§ Sfide
1. Rispondi a queste domande sul testo su Loїe Fuller, che trovi più sotto:
(a) Da quale film viene restituita una delle sfaccettature di Loїe Fuller?
(b) Quale parte della natura, definita "la parte più feroce", faceva brillare Loїe Fuller?
(c) Quale compagnia e quale artista non esisterebbero, secondo il testo, senza quel passo fatto cento anni prima?
2. Riprendi il testo su Loїe Fuller dopo la sua ultima frase e scrivine il seguito.

Chi è Loїe Fuller?
Loїe Fuller è talmente tante cose che si fa prima a dire cosa non è.
Non è banale, mai.
Loїe Fuller è una delle visionarie fondatrici della danza moderna, la sua figura gentile racchiude tutta la cavalleria di una avanguardia artistica e culturale incontenibile. In anticipo sui tempi, mai contenta, focalizzata, trainante, affascinante fino ad essere ipnotica e dirompente come un fuoco d’artificio in una scatola di vetro.
Ecco una delle sfaccettature di Loїe Fuller, così come ci viene restituita dal film Io Danzerò.
Loїe Fuller. Io sono l'avanguardia
Loїe Fuller ha tracciato il solco profondo e definitivo che ha rotto con la danza classica per inaugurare l’arte della danza moderna.
Non con le scarpette a punta, non con i movimenti impostati e manieristici codificati dalla moda romantica, e non con gli abiti ancora atti a costringere il corpo in maxi gonne che prenderanno il nome di tutù, spesso abbinate alle scarpette a punta, assoluta invenzione dell’epoca e vera frontiera del balletto romantico classico.
Loїe Fuller va oltre. Con la sua visione d’avanguardia sfonda l’ultima parete della corrente romantica e la porta forse alla sua vera essenza.
Là dove il romanticismo arrivava a produrre Il bacio di Hayez in preziosi capi d’abbigliamento con gonne in seta e infinite sottogonne, che troppo erano legati all’ancien régime, Loїe porta teli selvaggi, così lunghi ed inappropriati da far pensare che glieli abbia prestati un albero.
Quando il Viandante sul mare di nebbia di Friedrich sembra aver raggiunto il massimo della ribellione voltando le spalle al pubblico, ma resta impostato, ben vestito ed accessoriato, la Loїe si scatena scalza a sudare e ruggire come se racchiudesse l’essenza di tutta la fauna indomabile e a sangue caldo.
Mentre il romanticismo introduceva la natura attraverso scritti e disegni da fruire nel salotto o sulla chaise longue, Loїe Fuller si lasciava possedere, sudando e ansimando, brillando grazie alla parte più feroce della natura: la corrente elettrica.
Loїe è la prima performer della storia della danza: prima c’erano solo le ballerine.
Il corpo di ballo era uno sfondo piatto e lontano. Nella foto qui sopra vediamo come viene valorizzato dalla rivoluzione-Loїe.
Essere un’avanguardia significa che compagnie del calibro di Momix e artisti della fama mondiale di Madonna non esisterebbero se qualcuno non avesse fatto quel passo, cento anni prima. E non in punta di piedi.
Un femminismo sui generis
In Io Danzerò, la questione del rapporto fra maschi e femmine e le costrizioni circa cosa sia appropriato o non appropriato per la donna emergono molto spesso.
La scelta di presentare Loїe come frequente bersaglio degli attacchi maschili permette alla regia di far emergere un pensiero che potremmo definire meta-femminista della protagonista.

§ Dati forniti
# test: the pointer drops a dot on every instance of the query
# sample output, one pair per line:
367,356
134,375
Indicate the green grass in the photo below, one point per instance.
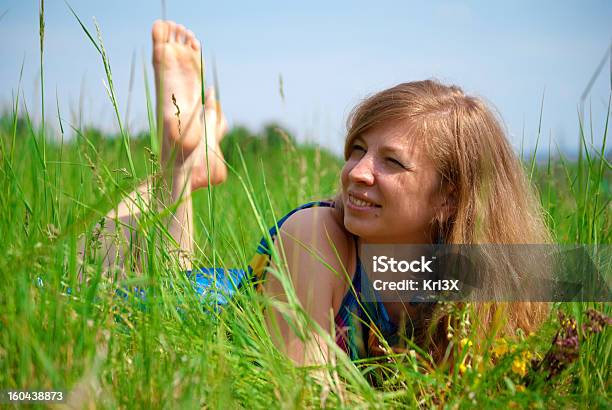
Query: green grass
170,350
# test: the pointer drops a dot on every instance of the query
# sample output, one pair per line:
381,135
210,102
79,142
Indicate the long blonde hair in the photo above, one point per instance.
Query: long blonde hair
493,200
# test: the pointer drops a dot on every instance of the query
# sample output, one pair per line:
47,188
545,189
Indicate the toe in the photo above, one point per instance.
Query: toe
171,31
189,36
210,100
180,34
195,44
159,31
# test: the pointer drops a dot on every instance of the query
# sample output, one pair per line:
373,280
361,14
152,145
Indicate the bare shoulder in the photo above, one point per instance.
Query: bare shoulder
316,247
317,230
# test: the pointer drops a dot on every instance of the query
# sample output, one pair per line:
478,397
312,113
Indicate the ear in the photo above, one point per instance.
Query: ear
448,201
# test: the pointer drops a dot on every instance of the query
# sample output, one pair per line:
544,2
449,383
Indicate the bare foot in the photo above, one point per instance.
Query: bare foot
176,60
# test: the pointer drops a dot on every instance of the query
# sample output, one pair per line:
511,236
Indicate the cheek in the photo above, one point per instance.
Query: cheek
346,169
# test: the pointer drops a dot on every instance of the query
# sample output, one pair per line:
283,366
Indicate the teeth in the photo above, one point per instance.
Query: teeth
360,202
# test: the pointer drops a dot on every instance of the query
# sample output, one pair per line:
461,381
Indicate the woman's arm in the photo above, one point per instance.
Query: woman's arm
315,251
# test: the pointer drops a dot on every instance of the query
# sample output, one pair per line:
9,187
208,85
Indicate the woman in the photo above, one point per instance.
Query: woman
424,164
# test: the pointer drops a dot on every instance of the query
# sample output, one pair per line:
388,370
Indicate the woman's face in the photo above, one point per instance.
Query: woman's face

==

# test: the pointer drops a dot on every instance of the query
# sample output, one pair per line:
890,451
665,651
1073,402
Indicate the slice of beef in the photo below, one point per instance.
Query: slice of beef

--

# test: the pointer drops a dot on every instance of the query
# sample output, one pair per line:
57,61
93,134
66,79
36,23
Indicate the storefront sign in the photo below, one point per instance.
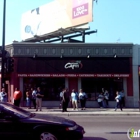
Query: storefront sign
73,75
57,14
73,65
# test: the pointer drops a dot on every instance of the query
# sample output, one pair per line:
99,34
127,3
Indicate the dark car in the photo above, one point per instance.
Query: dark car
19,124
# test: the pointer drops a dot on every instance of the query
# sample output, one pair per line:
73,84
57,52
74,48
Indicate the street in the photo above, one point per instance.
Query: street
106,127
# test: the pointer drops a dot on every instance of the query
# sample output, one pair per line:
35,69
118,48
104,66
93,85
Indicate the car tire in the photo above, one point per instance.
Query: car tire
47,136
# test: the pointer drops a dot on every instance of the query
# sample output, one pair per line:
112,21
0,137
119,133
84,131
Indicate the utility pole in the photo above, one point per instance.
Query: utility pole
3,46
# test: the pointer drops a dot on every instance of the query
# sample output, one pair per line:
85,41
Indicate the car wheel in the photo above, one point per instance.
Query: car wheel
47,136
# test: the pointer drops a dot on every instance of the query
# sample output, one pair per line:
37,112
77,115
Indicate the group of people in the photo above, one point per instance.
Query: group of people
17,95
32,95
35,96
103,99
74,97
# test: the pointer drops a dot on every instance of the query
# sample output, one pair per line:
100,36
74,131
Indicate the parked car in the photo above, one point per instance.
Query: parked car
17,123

§ Risposte qui sotto
1.
(a) Io Danzerò.
(b) La corrente elettrica.
(c) La compagnia Momix e l'artista Madonna.

2.
Loїe applica il femminismo come “nozione radicale che le donne sono persone” in accezione mai politica e mai sociale.
Non esiste una visione collettiva e progettuale nell’affrontare le burrasche di genere della fine dell’Ottocento, esiste la nozione del “io sono una persona”, che rinvigorisce un atteggiamento spento e annoiato, dal sapore mai sessuale, nei confronti dei minuti persi per lasciarsi vessare.
Sotto, Jennifer Guerra posa indossando la t-shirt con la celebre definizione di Cheris Kramarae.
Già nelle prime sequenze di gioventù troviamo una Loїe che preferisce restare col padre, mandriano attento all’arte, piuttosto che con la madre, rigida fustigatrice che si è data alla convivenza monastica. Nel ranch americano del padre, Loїe è tale e quale un uomo, una ragazza con le spalle da sacchi, che affianca lo studio del teatro ai mestieri di mandriano.
Alla solitudine nello studio della recitazione corre parallela l’emarginazione dalla cerchia dei pari, tutti uomini, a fianco dei quali impara e lavora, subendo scherno e nonnismo nonostante il suo valore. Nella scena concitata della legatura delle zampe di un vitello, viene “per scherzo” legata per i piedi e trascinata lontano da un cavallo al galoppo.
Si trattava forse dello stesso trattamento riservato agli altri giovani del ranch, ma il fatto che Loїe indossasse una gonna che le si solleva fin sopra la testa mentre viene trascinata via, dà alla scena un gusto più amaro.
Loїe non se la prende e finito lo show torna a studiare i dialoghi per il teatro. Le basta constatare di essere tutta intera.
Pochi minuti di pellicola dopo, a seguito della morte del padre, Loїe insegue il suo sogno di attrice e si ritrova ingaggiata come modella erotica, venendo violentata dal fotografo immediatamente dopo gli scatti. La regia sceglie di nuovo di presentare l’insulto in modo peculiare.
Qui Loїe mostra di sapere dove si andrà a parare, e alla fine della sessione di fotografie chiede al fotografo: “Ora mi violenterai? Nel senso, giusto per sapere”. Il tutto con la stessa verve di chi ti chiede se il bus numero 4 è già passato.
Nuovamente, molto in là nella trama, la troviamo alle prese con il benefattore della sua scuola di danza che si infila nella vasca da bagno mentre Loїe si lava. Alle avances dell’uomo, lei risponde: “Dai che se continui faccio la pipì nella vasca”.
Loїe non si sente mai minacciata. Consapevole di un sistema patriarcale delle relazioni, consapevole dell’area grigia dei lavoratori e delle lavoratrici dello spettacolo, accetta alzando gli occhi al cielo con somma noia che gli uomini le facciano fare tardi per molestarla e vessarla.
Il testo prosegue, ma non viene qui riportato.